**Work instruction**
Below are some records; output all of them exactly as they read.
──────── Given data
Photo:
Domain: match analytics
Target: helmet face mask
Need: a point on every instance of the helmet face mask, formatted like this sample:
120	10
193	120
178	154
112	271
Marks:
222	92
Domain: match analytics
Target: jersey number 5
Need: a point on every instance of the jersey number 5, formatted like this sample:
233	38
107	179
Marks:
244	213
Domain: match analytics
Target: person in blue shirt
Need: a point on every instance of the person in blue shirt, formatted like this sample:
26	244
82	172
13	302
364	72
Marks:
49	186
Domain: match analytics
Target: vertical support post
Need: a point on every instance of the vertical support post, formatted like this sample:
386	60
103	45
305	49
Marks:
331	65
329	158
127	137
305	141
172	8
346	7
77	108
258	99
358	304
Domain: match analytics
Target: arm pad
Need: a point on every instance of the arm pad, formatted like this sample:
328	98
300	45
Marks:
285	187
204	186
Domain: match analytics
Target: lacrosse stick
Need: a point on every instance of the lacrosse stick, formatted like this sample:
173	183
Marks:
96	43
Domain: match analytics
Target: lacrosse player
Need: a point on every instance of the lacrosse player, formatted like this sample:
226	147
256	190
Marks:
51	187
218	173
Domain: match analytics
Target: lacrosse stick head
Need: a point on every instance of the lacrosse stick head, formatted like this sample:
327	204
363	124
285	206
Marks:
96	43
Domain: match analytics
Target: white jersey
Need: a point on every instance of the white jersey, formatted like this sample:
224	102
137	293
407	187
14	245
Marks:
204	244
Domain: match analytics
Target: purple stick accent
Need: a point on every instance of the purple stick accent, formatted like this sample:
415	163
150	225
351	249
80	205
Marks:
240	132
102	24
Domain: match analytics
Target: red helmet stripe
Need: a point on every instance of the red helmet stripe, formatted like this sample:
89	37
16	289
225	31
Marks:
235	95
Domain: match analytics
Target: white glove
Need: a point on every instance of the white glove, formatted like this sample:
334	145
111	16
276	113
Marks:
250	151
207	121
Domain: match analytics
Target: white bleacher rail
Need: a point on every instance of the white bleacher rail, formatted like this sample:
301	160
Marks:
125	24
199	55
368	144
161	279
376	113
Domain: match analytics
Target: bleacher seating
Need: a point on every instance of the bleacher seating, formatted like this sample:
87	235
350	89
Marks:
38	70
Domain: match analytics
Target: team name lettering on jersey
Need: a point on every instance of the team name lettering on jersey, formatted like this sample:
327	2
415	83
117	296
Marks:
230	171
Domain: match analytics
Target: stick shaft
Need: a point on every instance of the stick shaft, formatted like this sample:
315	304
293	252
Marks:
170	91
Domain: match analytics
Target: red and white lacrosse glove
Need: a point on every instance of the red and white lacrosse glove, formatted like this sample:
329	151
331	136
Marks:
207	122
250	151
────────────────
**Answer to this problem**
Photo:
Domain: match analytics
Target: helmet face mask
Need: a point on every instance of the helmet face mask, formatted like this sample:
120	10
193	120
178	154
112	271
Marks:
222	92
Domain: match analytics
Target: jersey number 5
Need: a point on every instance of the jersey number 5, formatted like this sample:
233	38
107	179
Marks:
244	213
Domain: match analytics
Target: person in blue shirt
Need: a point on every instance of the person in blue shirt, formatted like this sample:
26	244
82	172
13	302
364	72
Marks:
49	186
Domain: match analytics
Target: vertical support post
Need: a point on every instance of the vertical support post, formatted like this sample:
386	60
103	45
305	49
Marks:
331	65
329	158
127	137
305	141
172	8
346	7
77	108
258	99
358	304
Domain: match analytics
Target: arm pad
Need: a point on every instance of the arm pad, formatted like this sample:
328	98
300	45
Marks:
285	187
204	186
Domain: match analytics
Target: lacrosse stick
Need: a point on every instance of the lacrosse stick, formatted like this sample:
173	183
Marks:
96	43
Domain: match analytics
Target: lacrosse player
Need: a point on every instance of the lacrosse player, formatted like this sample:
226	147
256	190
Marks:
51	187
218	173
Domain: match analytics
Target: lacrosse stick head
Need: a point on every instance of the lacrosse stick head, formatted like this sample:
327	204
363	124
285	206
Marks:
96	43
Domain: match analytics
Target: white jersey
Need: a point on every instance of the white jersey, formatted like this sample:
224	102
137	293
407	187
14	245
Marks:
204	244
Domain: match analytics
Target: purple stick accent
Need: a point on every instance of the purple stick accent, formatted like this sample:
415	163
150	225
351	249
80	205
Marks:
240	132
102	24
Domain: match analytics
Target: red helmet stripe
Need: a point on every instance of the red helmet stripe, formatted like this sample:
89	37
16	289
225	31
Marks:
235	95
Domain: match analytics
Target: white glove
Need: a point on every instance of the white glove, formatted like this sample:
334	145
111	16
276	113
Marks:
250	151
207	121
Domain: match analytics
Target: white bleacher rail
Need: a point on every instance of the white bleacher rail, formatted like this sample:
301	160
Marks:
125	24
199	55
368	144
161	279
376	113
Domain: match analytics
Target: bleacher seating
Need: a point on every instance of the bleacher seating, formatted like this sample:
87	235
350	89
Marks:
38	70
Domain: match analytics
Target: team name lettering on jersey
Need: a point on every instance of the team name lettering on jersey, formatted like this sample:
327	2
415	83
117	296
Marks:
230	171
Domain: match analytics
Target: stick shaft
Need: a point on every instance of the stick shaft, formatted like this sample:
315	304
293	252
Marks:
170	91
Domain: match analytics
Target: red and white lacrosse glove
Need: a point on every instance of the red and white lacrosse glove, formatted like this sample:
329	151
331	136
Marks:
207	122
250	151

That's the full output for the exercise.